══ Items ══

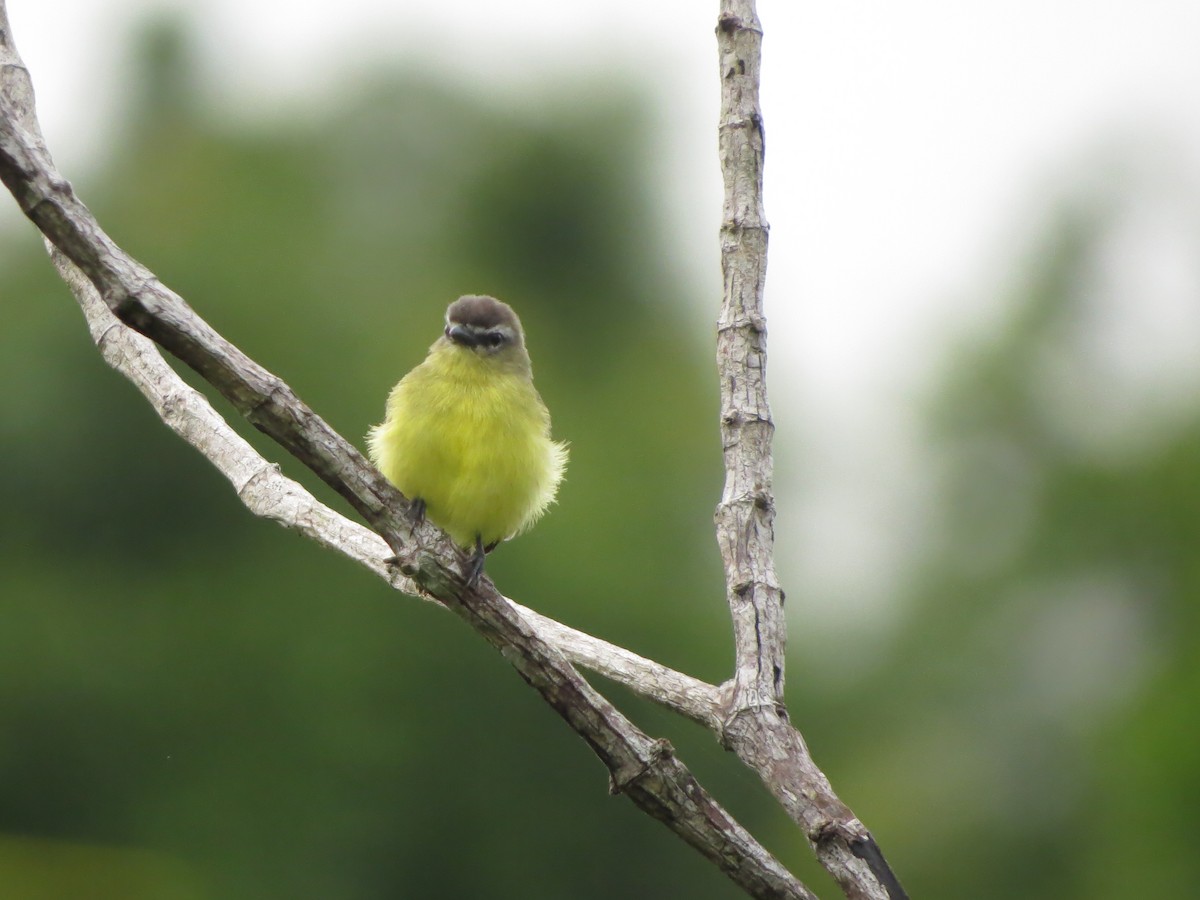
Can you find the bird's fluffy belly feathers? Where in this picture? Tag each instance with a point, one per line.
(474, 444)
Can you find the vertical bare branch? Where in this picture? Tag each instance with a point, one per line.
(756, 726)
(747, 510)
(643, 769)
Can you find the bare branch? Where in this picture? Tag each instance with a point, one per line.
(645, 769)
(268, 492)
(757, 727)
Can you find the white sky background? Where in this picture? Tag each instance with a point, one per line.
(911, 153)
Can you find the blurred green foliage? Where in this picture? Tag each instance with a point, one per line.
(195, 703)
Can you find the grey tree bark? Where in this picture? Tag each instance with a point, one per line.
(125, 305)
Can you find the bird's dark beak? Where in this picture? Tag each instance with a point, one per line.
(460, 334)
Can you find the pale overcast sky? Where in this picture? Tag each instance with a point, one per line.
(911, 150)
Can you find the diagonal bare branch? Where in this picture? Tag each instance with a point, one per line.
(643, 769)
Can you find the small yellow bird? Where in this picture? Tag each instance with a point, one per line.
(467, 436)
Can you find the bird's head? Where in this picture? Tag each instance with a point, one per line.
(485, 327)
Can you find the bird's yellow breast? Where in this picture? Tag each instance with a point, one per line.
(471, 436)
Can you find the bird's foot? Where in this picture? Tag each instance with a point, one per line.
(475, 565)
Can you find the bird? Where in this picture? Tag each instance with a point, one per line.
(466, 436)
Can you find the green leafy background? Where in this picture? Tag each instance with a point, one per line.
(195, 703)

═══

> **Your objective**: Turn the lines from the one containing "Can you find the bird?" through the end of the records, both ends included, into a numbered list, leaving out any blank lines.

> **Expected answer**:
1. Can you find the bird? Where in this picture? Tag each instance with a point, one per line.
2. (466, 436)
3. Can you find the green leafy background? Where in this picture? Tag each instance with a point, one per line.
4. (195, 703)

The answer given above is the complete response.